*** Opening Text excerpt ***

[jboss-jira] [JBoss JIRA] Commented: (JGRP-1003) deadlock in TP.send - socket write hangs inside a Lock, preventing other threads to do TP.send()
Victor N (JIRA)
jira-events at lists.jboss.org
Tue Feb 9 04:54:26 EST 2010
[ https://jira.jboss.org/jira/browse/JGRP-1003?page=com.atlassian.jira.plugin.system.issuetabpanels:comment-tabpanel&focusedCommentId=12511225#action_12511225 ]
Victor N commented on JGRP-1003:
--------------------------------
Seems the cluster splits into 2 partitions:
1) with server3 as coordinator - its view contains 9 members (all excepting server8)
2) with server8 as coordinator - its view contains 6 members (I don't know why - maybe there were 6 members visible before everything stalled in JGroups)
and these 2 partitions do not merge. But where is the root cause of the problem? Is this because of blocked threads (one queue is full, another is empty) in serve8 or something else? Maybe some timeouts in my config are too small?

*** Closing Text excerpt ***
*** Opening Records supplied ***

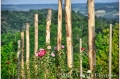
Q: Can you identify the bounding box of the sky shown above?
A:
[1,0,119,4]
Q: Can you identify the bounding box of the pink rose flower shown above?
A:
[51,52,55,57]
[61,45,65,49]
[54,46,58,50]
[35,49,46,57]
[81,48,85,51]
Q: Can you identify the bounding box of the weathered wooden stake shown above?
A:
[57,0,62,51]
[34,14,38,76]
[80,38,82,79]
[57,0,62,79]
[21,32,25,79]
[119,21,120,79]
[26,23,30,79]
[34,14,38,54]
[65,0,73,68]
[46,9,52,44]
[17,40,21,79]
[88,0,96,79]
[109,24,112,79]
[44,9,52,79]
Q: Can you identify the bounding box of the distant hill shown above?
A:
[1,2,119,18]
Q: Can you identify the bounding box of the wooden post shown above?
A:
[26,23,30,79]
[65,0,73,68]
[57,0,62,79]
[119,21,120,79]
[17,40,21,79]
[21,32,25,79]
[109,24,112,79]
[34,14,38,54]
[44,9,52,79]
[46,9,52,44]
[34,14,38,77]
[80,38,82,79]
[57,0,62,51]
[88,0,96,79]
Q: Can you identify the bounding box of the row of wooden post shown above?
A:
[16,0,96,78]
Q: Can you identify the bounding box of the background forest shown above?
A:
[1,9,119,79]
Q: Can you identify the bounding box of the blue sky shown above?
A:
[1,0,119,4]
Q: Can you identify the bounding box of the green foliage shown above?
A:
[1,9,119,79]
[96,24,119,78]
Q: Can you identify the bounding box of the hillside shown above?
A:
[1,9,119,79]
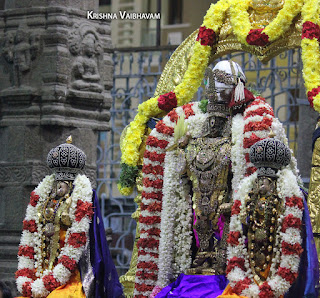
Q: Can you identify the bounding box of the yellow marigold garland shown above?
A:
[301,0,320,113]
[230,0,304,44]
[118,0,320,195]
[118,0,229,195]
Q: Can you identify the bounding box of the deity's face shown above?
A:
[208,115,227,137]
[57,181,69,197]
[216,83,235,103]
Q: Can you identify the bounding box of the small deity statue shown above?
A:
[219,138,319,298]
[71,32,103,93]
[3,24,39,87]
[133,61,318,298]
[16,137,122,298]
[180,66,235,274]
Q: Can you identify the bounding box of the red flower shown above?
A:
[42,274,60,292]
[286,196,303,210]
[244,117,272,132]
[231,200,241,216]
[301,21,320,40]
[135,283,154,297]
[58,255,77,272]
[156,120,174,136]
[197,26,216,47]
[68,232,87,248]
[139,250,159,259]
[245,167,257,177]
[146,136,169,149]
[18,245,34,259]
[232,277,251,295]
[246,29,269,47]
[226,257,246,274]
[259,282,274,298]
[182,103,194,119]
[75,200,94,221]
[281,214,302,232]
[134,294,149,298]
[142,178,163,189]
[227,231,240,246]
[140,202,162,212]
[23,219,37,233]
[22,281,32,297]
[308,87,320,108]
[137,262,158,270]
[137,271,158,280]
[277,267,298,284]
[140,228,161,237]
[158,92,177,112]
[137,238,159,248]
[144,150,166,163]
[244,103,274,119]
[15,268,35,279]
[142,164,163,175]
[243,133,263,148]
[141,191,163,202]
[168,110,179,122]
[30,191,40,207]
[281,241,303,256]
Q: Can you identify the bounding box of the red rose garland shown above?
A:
[158,92,177,112]
[16,175,93,297]
[301,21,320,40]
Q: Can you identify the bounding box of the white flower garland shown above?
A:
[16,175,92,297]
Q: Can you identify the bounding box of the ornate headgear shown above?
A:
[204,67,231,118]
[205,60,246,114]
[47,136,86,180]
[250,138,291,177]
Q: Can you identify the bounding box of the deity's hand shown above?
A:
[217,203,232,214]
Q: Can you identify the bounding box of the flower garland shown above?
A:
[229,0,304,46]
[134,103,206,297]
[118,0,229,195]
[118,0,320,195]
[301,0,320,112]
[226,167,303,297]
[16,175,93,297]
[226,108,303,297]
[135,96,280,297]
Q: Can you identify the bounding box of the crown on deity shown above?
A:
[204,67,231,118]
[205,60,246,116]
[250,138,291,177]
[47,136,86,180]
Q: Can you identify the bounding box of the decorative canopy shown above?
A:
[118,0,320,195]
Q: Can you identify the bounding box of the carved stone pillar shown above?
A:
[0,0,113,294]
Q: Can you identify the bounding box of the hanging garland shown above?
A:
[226,167,303,298]
[118,0,229,195]
[301,0,320,112]
[118,0,320,195]
[16,175,93,297]
[229,0,304,46]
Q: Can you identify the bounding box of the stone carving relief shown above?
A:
[69,24,103,93]
[2,24,40,87]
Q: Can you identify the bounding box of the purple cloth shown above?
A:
[285,191,319,298]
[89,191,124,298]
[156,273,228,298]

*** Closing Records supplied ***

**Task 1:**
In the JGRP-1003 comment, how many members are in the view of the partition that has server3 as coordinator?
**Task 2:**
How would you render this sentence from the JGRP-1003 comment in German: "Maybe some timeouts in my config are too small?"
**Task 3:**
Write what comes next in the JGRP-1003 comment, picking up after its final sentence.
The items have no connection to the JGRP-1003 comment.

**Output 1:**
Nine members: all except server8.

**Output 2:**
Sind vielleicht einige Timeouts in meiner Konfiguration zu klein?

**Output 3:**
Can we monitor/diagnose somehow why that queues are full/empty? If I should turn on some logging in JGroups, please let me know.
> deadlock in TP.send - socket write hangs inside a Lock, preventing other threads to do TP.send()
> ------------------------------------------------------------------------------------------------
>
> Key: JGRP-1003
> URL: https://jira.jboss.org/jira/browse/JGRP-1003
> Project: JGroups
> Issue Type: Bug
> Affects Versions: 2.7
> Environment: Linux (Debian), kernel 2.6.x
> Reporter: Victor N
> Assignee: Bela Ban
> Fix For: 2.10
>
> Attachments: j1__.txt, jgroups_s2.txt, jgroups_stacktrace_09feb2010.txt, stacktrace.txt
>
>
> I am using JGroups 2.7.0 GA with the typical protocols stack based on TCP (taken from tcp.xml).
> Sometimes it occurs that socket write operation hangs inside TP.send() -- this is not so untypical for blocking I/O approach! -- after that JGroups is not working at all because most of threads are blocked inside TP.send() waiting for that first thread releasing "out_stream_lock". Below is a fragment from my stack trace.
> 1) the thread that hangs in socket write until forever (maybe due to a broken socket or something else); this thread owns "out_stream_lock in TP class":
> "Timer-1,name,IP:port" daemon prio=10 tid=0x084e5c00 nid=0x15f0 runnable [0x211c1000..0x211c2040]
> java.lang.Thread.State: RUNNABLE
> at java.net.SocketOutputStream.socketWrite0(Native Method)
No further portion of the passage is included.